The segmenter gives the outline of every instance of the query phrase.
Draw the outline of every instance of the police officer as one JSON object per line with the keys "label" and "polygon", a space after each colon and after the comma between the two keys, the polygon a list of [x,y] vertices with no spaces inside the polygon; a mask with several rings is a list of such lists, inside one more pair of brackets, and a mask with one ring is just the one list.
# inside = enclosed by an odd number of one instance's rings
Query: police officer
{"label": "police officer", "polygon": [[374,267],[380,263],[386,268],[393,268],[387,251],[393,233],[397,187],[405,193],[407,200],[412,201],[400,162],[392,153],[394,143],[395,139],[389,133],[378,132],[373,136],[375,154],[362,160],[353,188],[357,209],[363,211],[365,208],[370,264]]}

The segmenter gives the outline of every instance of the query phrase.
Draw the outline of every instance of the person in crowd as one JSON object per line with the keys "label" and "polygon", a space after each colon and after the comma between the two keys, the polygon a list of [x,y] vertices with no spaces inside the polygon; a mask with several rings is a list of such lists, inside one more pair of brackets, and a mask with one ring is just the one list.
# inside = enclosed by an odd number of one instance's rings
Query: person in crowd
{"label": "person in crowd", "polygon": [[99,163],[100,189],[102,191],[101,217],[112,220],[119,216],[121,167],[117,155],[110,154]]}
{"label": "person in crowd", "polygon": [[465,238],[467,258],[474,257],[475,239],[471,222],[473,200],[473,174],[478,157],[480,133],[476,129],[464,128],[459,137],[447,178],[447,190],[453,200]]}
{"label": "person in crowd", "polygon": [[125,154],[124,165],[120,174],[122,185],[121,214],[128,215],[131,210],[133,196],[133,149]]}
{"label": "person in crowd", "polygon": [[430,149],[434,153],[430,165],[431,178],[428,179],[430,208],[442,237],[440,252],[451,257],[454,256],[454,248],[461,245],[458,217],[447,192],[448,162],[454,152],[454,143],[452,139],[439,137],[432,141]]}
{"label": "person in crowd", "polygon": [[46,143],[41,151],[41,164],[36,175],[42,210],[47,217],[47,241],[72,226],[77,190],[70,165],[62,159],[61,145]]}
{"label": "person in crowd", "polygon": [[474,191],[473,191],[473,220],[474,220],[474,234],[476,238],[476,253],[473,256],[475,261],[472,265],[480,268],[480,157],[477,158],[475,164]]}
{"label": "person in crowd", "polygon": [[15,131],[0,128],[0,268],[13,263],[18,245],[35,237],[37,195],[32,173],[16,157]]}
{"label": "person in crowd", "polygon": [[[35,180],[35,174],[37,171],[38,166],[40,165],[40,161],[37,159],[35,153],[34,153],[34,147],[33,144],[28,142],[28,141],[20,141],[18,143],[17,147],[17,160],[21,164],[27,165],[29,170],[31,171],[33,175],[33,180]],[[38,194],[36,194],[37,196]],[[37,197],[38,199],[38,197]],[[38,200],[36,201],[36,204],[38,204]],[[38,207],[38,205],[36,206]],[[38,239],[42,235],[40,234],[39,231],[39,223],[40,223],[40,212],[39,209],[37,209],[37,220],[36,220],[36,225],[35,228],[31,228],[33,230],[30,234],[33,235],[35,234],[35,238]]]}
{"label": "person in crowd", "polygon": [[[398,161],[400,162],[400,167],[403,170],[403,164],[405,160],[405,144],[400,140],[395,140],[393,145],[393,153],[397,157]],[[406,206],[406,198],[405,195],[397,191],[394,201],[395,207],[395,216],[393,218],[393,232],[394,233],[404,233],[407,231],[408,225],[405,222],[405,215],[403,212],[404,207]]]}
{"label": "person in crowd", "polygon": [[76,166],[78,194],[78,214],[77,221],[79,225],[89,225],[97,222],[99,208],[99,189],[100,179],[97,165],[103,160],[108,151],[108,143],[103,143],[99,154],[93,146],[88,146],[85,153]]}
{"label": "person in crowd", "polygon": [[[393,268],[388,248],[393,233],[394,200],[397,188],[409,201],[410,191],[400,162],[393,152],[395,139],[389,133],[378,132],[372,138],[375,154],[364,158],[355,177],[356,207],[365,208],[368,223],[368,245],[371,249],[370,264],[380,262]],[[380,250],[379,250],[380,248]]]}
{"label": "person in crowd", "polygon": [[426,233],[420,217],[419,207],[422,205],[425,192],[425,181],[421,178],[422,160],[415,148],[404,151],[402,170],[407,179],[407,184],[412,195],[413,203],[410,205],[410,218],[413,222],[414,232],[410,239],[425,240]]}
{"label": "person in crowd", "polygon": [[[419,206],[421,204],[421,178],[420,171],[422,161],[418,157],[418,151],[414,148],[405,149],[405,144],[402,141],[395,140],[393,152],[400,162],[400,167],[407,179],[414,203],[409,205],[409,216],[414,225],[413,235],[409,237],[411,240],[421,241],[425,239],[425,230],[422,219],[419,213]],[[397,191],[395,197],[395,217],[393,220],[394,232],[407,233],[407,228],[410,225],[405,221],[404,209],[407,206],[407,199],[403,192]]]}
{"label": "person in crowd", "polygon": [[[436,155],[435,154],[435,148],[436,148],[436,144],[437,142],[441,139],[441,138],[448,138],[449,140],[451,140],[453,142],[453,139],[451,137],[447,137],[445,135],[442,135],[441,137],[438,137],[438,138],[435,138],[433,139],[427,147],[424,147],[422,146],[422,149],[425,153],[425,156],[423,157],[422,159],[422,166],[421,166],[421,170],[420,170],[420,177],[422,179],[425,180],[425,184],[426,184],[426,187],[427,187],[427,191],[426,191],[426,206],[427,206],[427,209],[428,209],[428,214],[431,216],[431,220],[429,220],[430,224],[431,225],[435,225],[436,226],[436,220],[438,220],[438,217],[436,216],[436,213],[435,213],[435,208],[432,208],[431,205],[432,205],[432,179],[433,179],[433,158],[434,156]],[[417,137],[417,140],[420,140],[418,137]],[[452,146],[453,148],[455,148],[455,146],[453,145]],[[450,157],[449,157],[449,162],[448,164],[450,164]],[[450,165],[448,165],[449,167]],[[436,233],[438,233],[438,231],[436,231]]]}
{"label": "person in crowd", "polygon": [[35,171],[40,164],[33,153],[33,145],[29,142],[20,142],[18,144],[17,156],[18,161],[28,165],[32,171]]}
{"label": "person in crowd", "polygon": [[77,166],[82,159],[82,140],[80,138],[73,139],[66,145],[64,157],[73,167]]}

□ □ □ □ □ □ □

WHAT IS REQUIRED ->
Considering only the data above, return the lines in which "list" occurs.

RESULT OF THIS EXERCISE ->
Draw the outline of every instance of the police officer as one JSON object per line with the keys "label" and "polygon", a space after each colon and after the comma between the two keys, the polygon a list of [x,y] vertices with no spaces inside the polygon; a mask with several rings is a list of such lists, inside one more pair of brackets, and a mask with one ring is just the one list.
Draw the outline of every instance of the person in crowd as one JSON object per line with the keys "label" and "polygon", a space after each colon and after the comma between the two keys, the polygon a list of [x,y] vertices with no spaces inside the polygon; a mask with several rings is a list of such lists, inside one more pair of brackets, and a mask with one ring is just the one list.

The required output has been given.